◆ Исходный текст
Мрачные воспоминания

Мрачные воспоминания

Я чувствую, что где-то я актеров потревожил. Вспоминаю «Тамань»: «Зачем я потревожил эту спокойную и устоявшуюся жизнь контрабандистов?» К сожалению, это факт. Им нужно ездить, а работать они не хотят. Они считают, что я достаточно их наставил, чтоб они могли ездить. Они не следят, в какой они форме и в какой форме спектакли. Когда на меня обижались дома, то Николай Робертович всегда говорил: «Зря вы Юру ругаете. Так же и Мейерхольд стоял в проходе, несчастный, и смотрел, потому что артисты моментально разваливают спектакль. Им плевать на целое. Им плевать на замысел. Им только себя показывать».

Давно в театре была дискуссия ночью, на заре туманной юности. Что я давлю их индивидуальность, что они дети, что я очень жестокий, что я не даю им раскрываться — шумели, шумели, поздний час уже, надоело слушать бред этот, глупость разную (они все кричали: «Мы дети, мы дети!») — трепет и остервенение. А потом встал Эрдман и подытожил: «Да, вы дети, но дети ведь как играют — они пятнадцать минут играют и сорок пять минут сутяжничают; сутяги вы, а не дети». На этом вся дискуссия и закончилась. На прощанье он им добавил: «Делов-то на копейку: просит вас человек — сыграйте, вы ж таланты все, ну и сыграйте, как он просит, а потом сыграете по-своему; я Юру знаю, если вы хорошо сыграете, он еще угостит вас за свой счет. Конечно, если вы ему лучше покажете, он предпочтет ваш показ. Но вы ж не показываете, а сутяжничаете».

* * *

Стоит какой-нибудь холуй с книжечкой перед Гришиным и говорит:

— У них всегда фига в кармане, как они сами выражаются, против нас, Виктор Васильевич.

А эта горилла сидит и листает вот такое досье сантиметров в пять! А у меня все одна мысль бродит: каждый имеет такое или им привозят — они звонят в какое-то место, где лежит это. Такое же досье мне давал помощник Демичева. Я пришел как-то туда — вызвали, конечно. И он говорит:

— А вам неугодно ли ознакомиться со своим делом?

— Конечно, угодно.

— Вот там есть комнатка, и чаек вам будут приносить.

И я стал знакомиться. Час проходит — я знакомлюсь, два.

Он входит, говорит:

— Знакомитесь? Может быть, чего-то там не дополнено. Вы тогда скажите — мы разыщем. Каких нет документов — мы туда еще вставим.

◆ Исходное задание 1
Перепишите дословно часть воспоминаний о театре: начните со слов «А эта горилла» и остановитесь после слов «туда еще вставим.».
Текст и записи взяты из разных, не связанных между собой источников.

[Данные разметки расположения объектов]
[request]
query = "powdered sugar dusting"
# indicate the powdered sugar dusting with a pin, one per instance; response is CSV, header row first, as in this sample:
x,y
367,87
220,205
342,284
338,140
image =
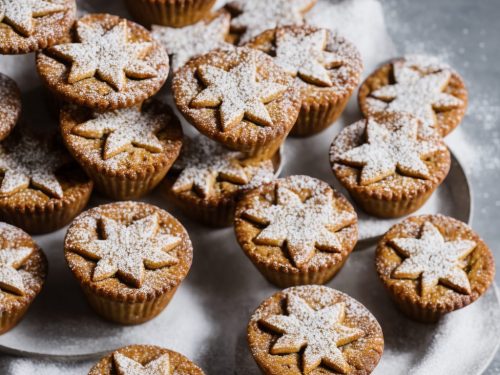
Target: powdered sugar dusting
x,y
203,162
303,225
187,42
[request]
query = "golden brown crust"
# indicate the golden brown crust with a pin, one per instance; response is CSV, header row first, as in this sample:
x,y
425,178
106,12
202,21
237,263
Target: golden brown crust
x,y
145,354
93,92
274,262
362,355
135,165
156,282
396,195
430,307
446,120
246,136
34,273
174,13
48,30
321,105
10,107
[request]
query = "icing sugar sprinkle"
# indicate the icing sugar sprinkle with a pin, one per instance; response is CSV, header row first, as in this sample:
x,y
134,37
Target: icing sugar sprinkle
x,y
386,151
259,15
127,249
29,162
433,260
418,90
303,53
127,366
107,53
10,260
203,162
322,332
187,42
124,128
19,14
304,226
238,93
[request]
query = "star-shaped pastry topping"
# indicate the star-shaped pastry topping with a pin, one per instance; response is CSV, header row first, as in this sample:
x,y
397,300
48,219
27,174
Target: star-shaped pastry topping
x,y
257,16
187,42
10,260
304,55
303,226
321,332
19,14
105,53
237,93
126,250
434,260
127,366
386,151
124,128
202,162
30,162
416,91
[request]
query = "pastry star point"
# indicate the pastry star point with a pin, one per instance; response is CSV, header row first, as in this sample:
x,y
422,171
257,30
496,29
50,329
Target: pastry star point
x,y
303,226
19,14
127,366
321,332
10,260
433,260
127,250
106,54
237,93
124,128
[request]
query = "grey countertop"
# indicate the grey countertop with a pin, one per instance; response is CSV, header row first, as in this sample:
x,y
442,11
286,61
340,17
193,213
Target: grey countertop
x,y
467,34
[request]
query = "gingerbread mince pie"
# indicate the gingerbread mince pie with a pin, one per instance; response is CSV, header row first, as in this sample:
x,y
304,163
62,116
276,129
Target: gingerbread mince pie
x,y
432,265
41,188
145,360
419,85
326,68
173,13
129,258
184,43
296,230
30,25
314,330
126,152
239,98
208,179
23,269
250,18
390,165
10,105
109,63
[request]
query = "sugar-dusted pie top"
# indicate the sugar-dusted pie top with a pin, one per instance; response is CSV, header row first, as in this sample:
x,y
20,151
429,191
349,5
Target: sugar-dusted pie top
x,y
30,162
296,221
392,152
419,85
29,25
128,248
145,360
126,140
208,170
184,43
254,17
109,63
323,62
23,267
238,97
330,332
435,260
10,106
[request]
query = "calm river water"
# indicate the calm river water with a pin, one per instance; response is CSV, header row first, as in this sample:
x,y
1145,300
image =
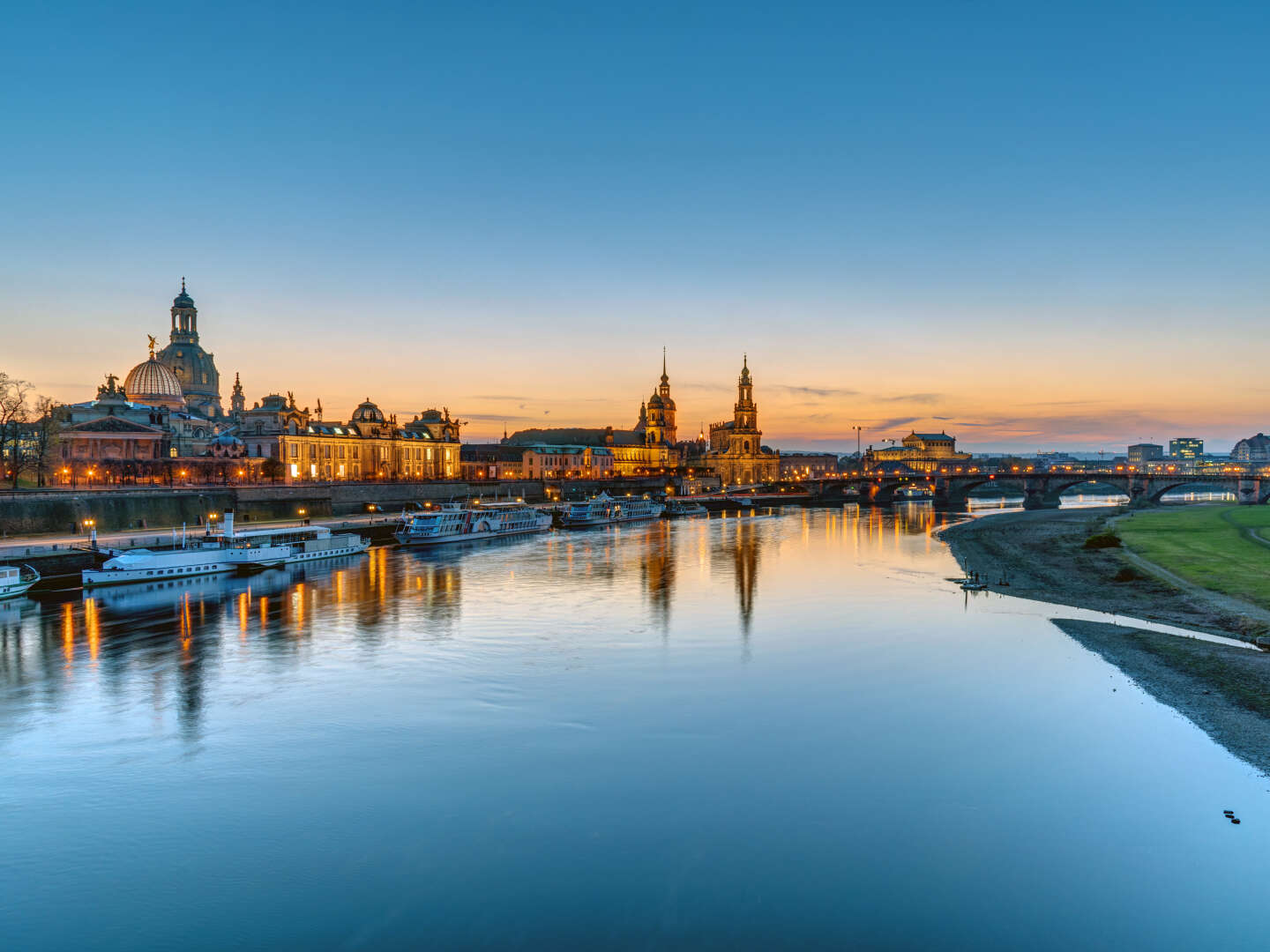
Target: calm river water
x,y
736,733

◆ Исходное задание 2
Найдите в записях все строки, где встречается слово «grey», и перепишите каждую из них.

◆ Полный ответ 1
А эта горилла сидит и листает вот такое досье сантиметров в пять! А у меня все одна мысль бродит: каждый имеет такое или им привозят — они звонят в какое-то место, где лежит это. Такое же досье мне давал помощник Демичева. Я пришел как-то туда — вызвали, конечно. И он говорит:

— А вам неугодно ли ознакомиться со своим делом?

— Конечно, угодно.

— Вот там есть комнатка, и чаек вам будут приносить.

И я стал знакомиться. Час проходит — я знакомлюсь, два.

Он входит, говорит:

— Знакомитесь? Может быть, чего-то там не дополнено. Вы тогда скажите — мы разыщем. Каких нет документов — мы туда еще вставим.

◆ Полный ответ 2
query = "grey countertop"
# indicate the grey countertop with a pin, one per instance; response is CSV, header row first, as in this sample:
Target: grey countertop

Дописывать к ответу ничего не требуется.